··· Source records ···

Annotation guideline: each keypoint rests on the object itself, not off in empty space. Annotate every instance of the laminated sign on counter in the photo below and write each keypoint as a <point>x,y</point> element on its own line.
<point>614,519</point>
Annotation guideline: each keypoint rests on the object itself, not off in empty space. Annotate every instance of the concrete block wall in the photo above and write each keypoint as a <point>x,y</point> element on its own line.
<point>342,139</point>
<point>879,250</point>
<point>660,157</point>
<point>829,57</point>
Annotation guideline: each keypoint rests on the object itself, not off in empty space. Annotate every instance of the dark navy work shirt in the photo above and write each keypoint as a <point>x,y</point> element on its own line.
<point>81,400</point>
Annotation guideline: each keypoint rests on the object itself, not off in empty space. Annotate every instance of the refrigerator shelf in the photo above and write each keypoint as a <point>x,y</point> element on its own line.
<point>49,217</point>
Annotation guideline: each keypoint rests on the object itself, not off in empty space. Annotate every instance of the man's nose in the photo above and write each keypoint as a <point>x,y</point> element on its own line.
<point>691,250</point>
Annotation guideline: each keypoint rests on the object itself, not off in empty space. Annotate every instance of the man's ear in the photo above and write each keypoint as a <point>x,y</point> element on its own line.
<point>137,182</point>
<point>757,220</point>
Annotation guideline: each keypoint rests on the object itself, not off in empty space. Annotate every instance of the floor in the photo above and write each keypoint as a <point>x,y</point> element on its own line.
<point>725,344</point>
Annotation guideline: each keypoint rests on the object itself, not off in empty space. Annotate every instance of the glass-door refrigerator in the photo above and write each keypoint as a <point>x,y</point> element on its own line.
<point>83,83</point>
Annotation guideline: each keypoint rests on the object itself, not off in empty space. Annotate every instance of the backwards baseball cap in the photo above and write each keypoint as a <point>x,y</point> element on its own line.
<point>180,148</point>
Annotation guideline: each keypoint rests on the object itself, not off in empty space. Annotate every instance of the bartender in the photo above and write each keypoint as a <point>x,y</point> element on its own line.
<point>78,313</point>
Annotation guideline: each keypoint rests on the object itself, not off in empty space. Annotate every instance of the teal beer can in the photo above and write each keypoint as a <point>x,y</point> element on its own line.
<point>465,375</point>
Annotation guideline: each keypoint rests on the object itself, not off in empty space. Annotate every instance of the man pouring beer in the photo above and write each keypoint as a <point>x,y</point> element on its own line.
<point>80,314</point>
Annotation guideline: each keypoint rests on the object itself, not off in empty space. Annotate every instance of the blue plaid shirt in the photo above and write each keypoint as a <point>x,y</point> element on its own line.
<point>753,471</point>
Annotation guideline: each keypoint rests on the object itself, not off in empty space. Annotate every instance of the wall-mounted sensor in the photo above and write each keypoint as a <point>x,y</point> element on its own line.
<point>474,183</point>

···

- **Activity**
Nothing may be omitted or altered; reproduce all of the entries.

- **Result**
Annotation guideline: each keypoint rests on the object itself, not off in empty space. Annotate every instance of the laminated sign on counter in the photo below and write each keypoint as a <point>x,y</point> element on its own line.
<point>614,519</point>
Annotation guideline: each keypoint rests on the object itself, not off in empty space. Annotate every instance of the concrete block wall in the photo above and write each keypoint as a <point>x,y</point> element on its own line.
<point>342,139</point>
<point>879,250</point>
<point>660,157</point>
<point>829,57</point>
Annotation guideline: each keypoint rests on the object itself, not off in empty space. Annotate every instance of the dark navy work shirt in the photo above and write each keypoint as a <point>x,y</point> element on its own line.
<point>81,400</point>
Annotation guideline: each keypoint rests on the object itself, not off in empty space. Annotate every instance of the refrigerator shelf in the photo above and write each keypoint as a <point>x,y</point> element on its own line.
<point>49,217</point>
Annotation guideline: each keypoint rests on the object itself, not off in empty space. Annotate every instance of the man's nose in the photo above and write each keypoint as a <point>x,y</point> element on its own line.
<point>691,250</point>
Annotation guideline: each keypoint rests on the object itself, not off in empty space. Annotate every instance of the man's ear in the photo above and write each keypoint as a <point>x,y</point> element on its own line.
<point>137,182</point>
<point>757,220</point>
Annotation guideline: each keypoint rests on the object itself, not off in empty space. Annotate every instance of the floor in the photo above and write each keypoint as a <point>x,y</point> element on its own line.
<point>725,344</point>
Annotation guideline: each keypoint rests on the object itself, not off in empty space. Annotate every instance of the glass-door refrigerator in the photo above and write each keypoint as a <point>x,y</point> element on its own line.
<point>83,83</point>
Annotation guideline: each keypoint rests on the object itself, not off in empty space. Annotate every instance of the backwards baseball cap in the photo above and write each keypoint as a <point>x,y</point> element on its own line.
<point>180,148</point>
Annotation guideline: each keypoint rests on the object itself, not off in empty space. Annotate every instance of the bartender in the photo above and write each keypoint as a <point>x,y</point> element on its own line.
<point>78,313</point>
Annotation guideline: each keypoint rests on the object itself, not off in empty space. Annotate every instance of the teal beer can in the photo above and write each keypoint as a <point>x,y</point> element on its own line.
<point>465,375</point>
Annotation guideline: each keypoint rests on the object itself, not off in empty space. Annotate every instance of the man pouring beer in the photo above and write each keypoint as a <point>x,y</point> element on its own line.
<point>80,314</point>
Annotation guideline: each keypoint rests on the object itself, not off in empty space. Annotate every instance of the blue plaid shirt in the photo above and write each keypoint as a <point>x,y</point> element on its own line.
<point>753,471</point>
Annotation guideline: each keypoint rests on the object itself, not off in empty space. Annotate every instance of the wall-mounted sensor in the photo above and write each keypoint as a <point>x,y</point> element on its own line.
<point>474,183</point>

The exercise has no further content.